[EXTRACTED DATA]
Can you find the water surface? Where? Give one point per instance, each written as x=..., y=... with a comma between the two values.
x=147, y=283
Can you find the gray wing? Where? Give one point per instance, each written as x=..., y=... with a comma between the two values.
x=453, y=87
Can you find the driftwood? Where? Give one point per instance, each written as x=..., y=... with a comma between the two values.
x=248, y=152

---

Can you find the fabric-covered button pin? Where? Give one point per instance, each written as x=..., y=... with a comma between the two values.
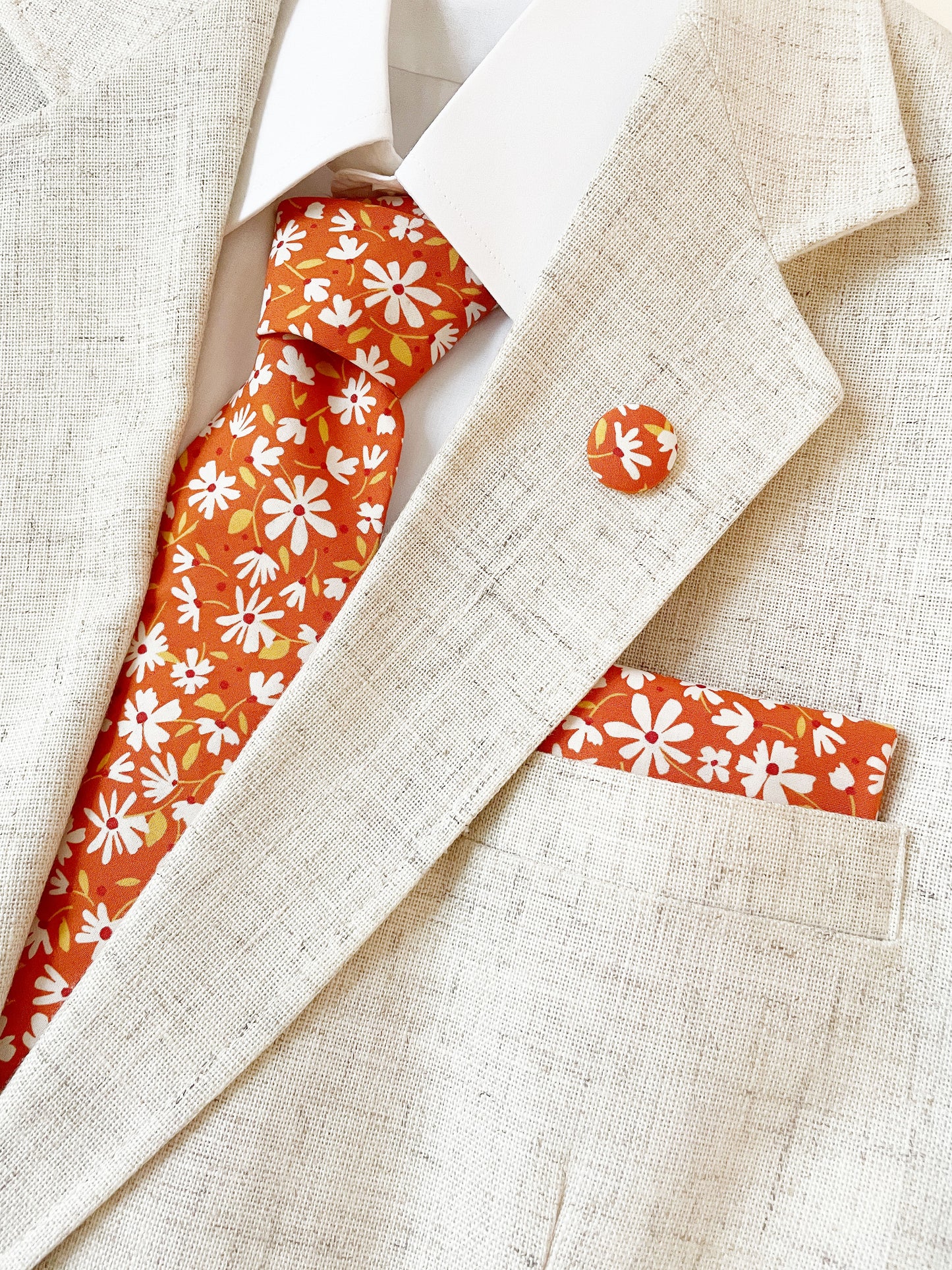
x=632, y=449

* * *

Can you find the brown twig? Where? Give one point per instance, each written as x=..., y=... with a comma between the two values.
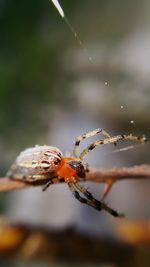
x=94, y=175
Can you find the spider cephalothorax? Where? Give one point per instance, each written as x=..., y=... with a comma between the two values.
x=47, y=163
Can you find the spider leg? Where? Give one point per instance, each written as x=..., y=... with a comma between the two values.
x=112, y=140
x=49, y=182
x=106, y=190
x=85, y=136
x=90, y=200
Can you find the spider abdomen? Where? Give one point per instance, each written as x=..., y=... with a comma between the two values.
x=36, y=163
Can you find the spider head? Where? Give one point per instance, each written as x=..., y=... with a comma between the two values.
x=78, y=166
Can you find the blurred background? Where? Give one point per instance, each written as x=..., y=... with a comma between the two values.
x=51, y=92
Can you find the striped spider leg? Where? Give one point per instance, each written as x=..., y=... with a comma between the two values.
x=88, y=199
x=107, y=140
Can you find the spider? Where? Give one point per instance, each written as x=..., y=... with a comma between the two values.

[TASK DIRECTIONS]
In the entries above, restate word for word the lines between the one holding "Can you find the spider leg?" and the one holding "Can you find the spider?", inclusive, and nothing besides.

[REPLY TO THE TASK]
Can you find the spider leg? Where? Give one point per instance, each written as x=..., y=... with a comma between the two values.
x=112, y=140
x=49, y=182
x=106, y=190
x=85, y=136
x=90, y=200
Can you find the spider abdomen? Where? Give one point per instance, each written as x=..., y=... with a comma between the two values.
x=36, y=163
Can you find the spider head? Where? Give one point per instance, each written as x=..., y=... with a comma between the two values.
x=78, y=166
Can you find the blurred background? Where? Give one point per instance, each written as x=..., y=... with a comma between the two values.
x=51, y=92
Can you find the striped spider leg? Where? Give one point per instance, each written as x=..., y=... with a comma between the two values.
x=88, y=199
x=107, y=140
Can you find the spider? Where? Give one point per instance, each written as x=..., y=... with a comma between the two values.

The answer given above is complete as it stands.